EXERCISE PROMPT: Go through the entries below from the first line and output each one exactly, up to and including the line with "negative clicks: (236, 393) (221, 406)".

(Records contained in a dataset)

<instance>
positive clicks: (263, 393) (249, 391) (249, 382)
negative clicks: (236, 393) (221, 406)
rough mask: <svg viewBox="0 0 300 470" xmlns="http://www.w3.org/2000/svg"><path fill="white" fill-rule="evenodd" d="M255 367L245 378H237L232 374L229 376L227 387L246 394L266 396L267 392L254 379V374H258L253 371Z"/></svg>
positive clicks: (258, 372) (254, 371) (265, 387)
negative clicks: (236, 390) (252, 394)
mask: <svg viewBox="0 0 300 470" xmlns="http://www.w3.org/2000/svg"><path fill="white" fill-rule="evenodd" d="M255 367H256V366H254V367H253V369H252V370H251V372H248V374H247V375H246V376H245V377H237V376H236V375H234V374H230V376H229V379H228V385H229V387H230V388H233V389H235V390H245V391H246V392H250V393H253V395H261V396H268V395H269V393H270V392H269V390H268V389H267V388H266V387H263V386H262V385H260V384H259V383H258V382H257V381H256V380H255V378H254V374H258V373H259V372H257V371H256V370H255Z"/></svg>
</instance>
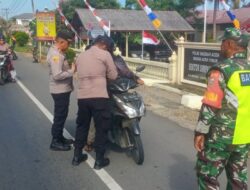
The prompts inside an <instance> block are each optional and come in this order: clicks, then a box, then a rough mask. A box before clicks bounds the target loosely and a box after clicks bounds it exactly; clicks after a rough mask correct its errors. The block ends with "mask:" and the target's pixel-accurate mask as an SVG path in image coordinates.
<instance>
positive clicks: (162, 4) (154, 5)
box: [125, 0, 202, 17]
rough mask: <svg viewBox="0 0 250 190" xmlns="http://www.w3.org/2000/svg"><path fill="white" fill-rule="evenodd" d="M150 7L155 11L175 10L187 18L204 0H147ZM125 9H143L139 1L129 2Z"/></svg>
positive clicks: (189, 15) (179, 13) (125, 6)
mask: <svg viewBox="0 0 250 190" xmlns="http://www.w3.org/2000/svg"><path fill="white" fill-rule="evenodd" d="M146 2H147V4H148V6H149V7H150V8H152V9H153V10H164V11H166V10H174V11H177V12H178V13H179V14H180V15H181V16H183V17H186V16H190V15H192V14H193V11H192V10H194V9H195V8H196V7H197V6H198V5H200V4H201V3H202V0H188V1H187V0H179V1H176V0H169V1H166V0H147V1H146ZM125 9H141V7H140V5H139V4H138V2H137V0H127V1H126V4H125Z"/></svg>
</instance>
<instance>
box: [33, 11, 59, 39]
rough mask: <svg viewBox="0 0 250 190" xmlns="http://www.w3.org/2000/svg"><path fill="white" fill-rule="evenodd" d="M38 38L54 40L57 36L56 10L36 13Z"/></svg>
mask: <svg viewBox="0 0 250 190" xmlns="http://www.w3.org/2000/svg"><path fill="white" fill-rule="evenodd" d="M36 22H37V25H36V27H37V38H38V40H54V39H55V37H56V19H55V13H54V12H38V13H36Z"/></svg>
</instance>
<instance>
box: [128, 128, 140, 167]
mask: <svg viewBox="0 0 250 190" xmlns="http://www.w3.org/2000/svg"><path fill="white" fill-rule="evenodd" d="M127 132H128V135H129V140H130V142H131V144H133V147H132V149H131V153H132V157H133V159H134V161H135V163H136V164H138V165H142V164H143V162H144V150H143V145H142V140H141V137H140V135H135V134H134V133H133V132H132V131H130V130H129V129H127Z"/></svg>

SOLVED EXERCISE:
<instance>
positive clicks: (263, 393) (249, 391) (249, 382)
negative clicks: (236, 393) (221, 406)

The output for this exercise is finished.